_Description of the task_.
Output a faithful copy of the entries, every picture removed.

_Provided records_.
####

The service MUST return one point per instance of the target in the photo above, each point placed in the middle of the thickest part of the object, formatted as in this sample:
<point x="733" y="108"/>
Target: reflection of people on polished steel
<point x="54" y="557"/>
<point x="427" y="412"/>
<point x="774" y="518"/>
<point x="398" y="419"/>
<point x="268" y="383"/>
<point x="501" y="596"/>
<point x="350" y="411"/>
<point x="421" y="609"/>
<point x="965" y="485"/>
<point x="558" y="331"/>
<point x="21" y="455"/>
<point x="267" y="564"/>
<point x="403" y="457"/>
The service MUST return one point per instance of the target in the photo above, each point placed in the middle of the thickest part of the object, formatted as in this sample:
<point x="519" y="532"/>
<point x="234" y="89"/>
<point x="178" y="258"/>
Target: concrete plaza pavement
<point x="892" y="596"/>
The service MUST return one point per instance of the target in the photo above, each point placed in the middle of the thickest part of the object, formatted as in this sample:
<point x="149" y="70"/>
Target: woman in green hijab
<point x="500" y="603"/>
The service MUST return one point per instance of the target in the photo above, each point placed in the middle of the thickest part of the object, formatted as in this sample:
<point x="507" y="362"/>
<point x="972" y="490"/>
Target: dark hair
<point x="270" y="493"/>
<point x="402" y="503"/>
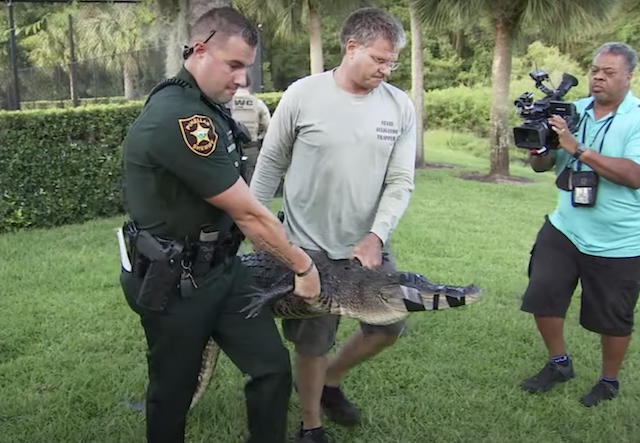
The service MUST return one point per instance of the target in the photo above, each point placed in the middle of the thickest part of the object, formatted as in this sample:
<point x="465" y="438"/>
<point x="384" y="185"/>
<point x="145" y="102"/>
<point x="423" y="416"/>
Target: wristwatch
<point x="579" y="151"/>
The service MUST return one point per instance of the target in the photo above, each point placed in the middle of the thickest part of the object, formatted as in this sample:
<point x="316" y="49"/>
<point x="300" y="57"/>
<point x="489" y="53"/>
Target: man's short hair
<point x="227" y="22"/>
<point x="619" y="48"/>
<point x="368" y="24"/>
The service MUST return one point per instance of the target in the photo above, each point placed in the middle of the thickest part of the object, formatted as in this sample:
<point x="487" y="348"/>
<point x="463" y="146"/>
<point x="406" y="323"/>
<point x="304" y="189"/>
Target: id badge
<point x="563" y="181"/>
<point x="584" y="190"/>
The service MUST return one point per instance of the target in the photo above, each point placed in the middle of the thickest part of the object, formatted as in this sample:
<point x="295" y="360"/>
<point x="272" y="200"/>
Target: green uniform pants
<point x="176" y="339"/>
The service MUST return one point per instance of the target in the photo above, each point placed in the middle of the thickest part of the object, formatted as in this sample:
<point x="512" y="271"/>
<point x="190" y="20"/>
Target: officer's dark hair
<point x="619" y="48"/>
<point x="368" y="24"/>
<point x="226" y="22"/>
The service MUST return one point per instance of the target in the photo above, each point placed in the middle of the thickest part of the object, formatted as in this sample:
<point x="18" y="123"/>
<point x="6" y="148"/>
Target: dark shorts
<point x="316" y="336"/>
<point x="610" y="286"/>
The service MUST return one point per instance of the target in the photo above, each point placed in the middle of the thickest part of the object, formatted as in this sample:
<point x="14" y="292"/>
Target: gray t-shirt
<point x="349" y="162"/>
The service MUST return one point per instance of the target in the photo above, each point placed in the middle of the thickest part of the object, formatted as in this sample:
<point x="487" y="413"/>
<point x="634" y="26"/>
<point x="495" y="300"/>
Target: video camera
<point x="535" y="132"/>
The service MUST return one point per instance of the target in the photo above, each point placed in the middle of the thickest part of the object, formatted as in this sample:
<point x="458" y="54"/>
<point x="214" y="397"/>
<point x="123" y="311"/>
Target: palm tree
<point x="557" y="19"/>
<point x="417" y="80"/>
<point x="180" y="15"/>
<point x="292" y="17"/>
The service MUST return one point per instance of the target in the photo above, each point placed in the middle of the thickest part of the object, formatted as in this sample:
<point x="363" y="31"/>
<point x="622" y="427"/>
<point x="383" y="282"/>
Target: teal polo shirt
<point x="612" y="227"/>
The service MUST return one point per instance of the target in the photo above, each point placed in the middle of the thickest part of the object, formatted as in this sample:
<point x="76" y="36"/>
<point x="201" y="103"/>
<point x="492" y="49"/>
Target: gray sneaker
<point x="548" y="377"/>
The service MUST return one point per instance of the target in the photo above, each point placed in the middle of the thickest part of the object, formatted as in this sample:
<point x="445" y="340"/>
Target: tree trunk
<point x="501" y="73"/>
<point x="128" y="74"/>
<point x="315" y="39"/>
<point x="188" y="13"/>
<point x="198" y="8"/>
<point x="417" y="82"/>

####

_Task output_.
The service MUST return one point per instance of the target in the photo above, each point placed in the middle of the thickest part of the object, formatted as in this sample:
<point x="733" y="108"/>
Target: reflection of people on polished steel
<point x="54" y="557"/>
<point x="427" y="412"/>
<point x="774" y="518"/>
<point x="398" y="419"/>
<point x="268" y="383"/>
<point x="501" y="596"/>
<point x="350" y="411"/>
<point x="421" y="609"/>
<point x="965" y="485"/>
<point x="558" y="331"/>
<point x="21" y="455"/>
<point x="267" y="564"/>
<point x="403" y="457"/>
The service MUST return one point per instance of the target in the photo above, each point placed in the middle of the thickest part of the object, formatted as in this sample:
<point x="519" y="532"/>
<point x="234" y="89"/>
<point x="178" y="258"/>
Target: concrete plaza pavement
<point x="892" y="596"/>
The service MUST return one point per instance of the target in the photo above, each point placed in the middle of the thickest part of the object, formatted as in this sample:
<point x="149" y="70"/>
Target: woman in green hijab
<point x="500" y="603"/>
The service MUST return one point per instance of the target in the photo above, each point placed in the middle of the thickest part of the object, formatted as in this sample:
<point x="507" y="362"/>
<point x="972" y="490"/>
Target: dark hair
<point x="270" y="493"/>
<point x="402" y="503"/>
The service MUST return one point per instance of the target in the photo above, each point placed in the middle of the thickest part of the object, formatted as in this sample:
<point x="465" y="438"/>
<point x="384" y="185"/>
<point x="145" y="102"/>
<point x="423" y="416"/>
Target: wristwatch
<point x="579" y="151"/>
The service MUST return one point per instance of the target in the photo above, each point placed in the middle of the thickest part of the object, formatted as in this sample:
<point x="316" y="49"/>
<point x="300" y="57"/>
<point x="489" y="53"/>
Target: man's short hair
<point x="227" y="22"/>
<point x="619" y="48"/>
<point x="368" y="24"/>
The service MUST return one point per instance of the target in the photo above, each point placed in the middle of the thickest part of the object, formatted as in this sample:
<point x="487" y="348"/>
<point x="463" y="146"/>
<point x="406" y="323"/>
<point x="304" y="189"/>
Target: id badge
<point x="563" y="181"/>
<point x="584" y="190"/>
The service MUST return one point per instance of the target in the photo above, each point placed in the middle of the thickest part of the object, formatted as in this sample:
<point x="295" y="360"/>
<point x="272" y="200"/>
Target: green uniform pants
<point x="176" y="339"/>
The service MUST return one point per instance of the target in the photo above, each point placed in the middle of the thickest part of the object, formatted as in this sample:
<point x="512" y="271"/>
<point x="190" y="20"/>
Target: officer's dark hair
<point x="619" y="48"/>
<point x="368" y="24"/>
<point x="226" y="22"/>
The service MUST return one point per instance of the target in the photo above, each point placed in the middle of the thickest part of the object, formatted as in this sample:
<point x="18" y="123"/>
<point x="6" y="148"/>
Target: dark shorts
<point x="316" y="336"/>
<point x="610" y="286"/>
The service MUST return one point per instance of the target in the photo above, each point placed in the middle of the thickest part of the object, formatted as in this sample:
<point x="14" y="292"/>
Target: gray t-shirt
<point x="349" y="162"/>
The service MUST return one point per instance of the target in the photo above, each point placed in the middle of the thickest part of the object, formatted as in this sample:
<point x="487" y="413"/>
<point x="634" y="26"/>
<point x="495" y="300"/>
Target: video camera
<point x="535" y="132"/>
The service MUST return one point per instance of the target in the photo above, each point placed in the middle of the thickest part of the object, formatted as in this sample:
<point x="458" y="54"/>
<point x="214" y="397"/>
<point x="123" y="311"/>
Target: palm tree
<point x="557" y="19"/>
<point x="417" y="80"/>
<point x="180" y="15"/>
<point x="292" y="17"/>
The service MUST return one point per instance of the target in the photo above, each point placed in the middle of the thickest part of the object, formatted as in this sample:
<point x="363" y="31"/>
<point x="622" y="427"/>
<point x="383" y="282"/>
Target: teal polo shirt
<point x="612" y="227"/>
The service MUST return one point per instance of the target in the photo above, each point placed in the middle of the thickest part of the object, formatted as in this sample:
<point x="76" y="36"/>
<point x="201" y="103"/>
<point x="492" y="49"/>
Target: gray sneaker
<point x="548" y="377"/>
The service MUST return one point per instance of the target in the photo above, each point placed in the middle of the thickest part of the object, formatted as in this sample:
<point x="445" y="340"/>
Target: tree trunk
<point x="501" y="73"/>
<point x="128" y="74"/>
<point x="315" y="39"/>
<point x="188" y="13"/>
<point x="198" y="8"/>
<point x="417" y="82"/>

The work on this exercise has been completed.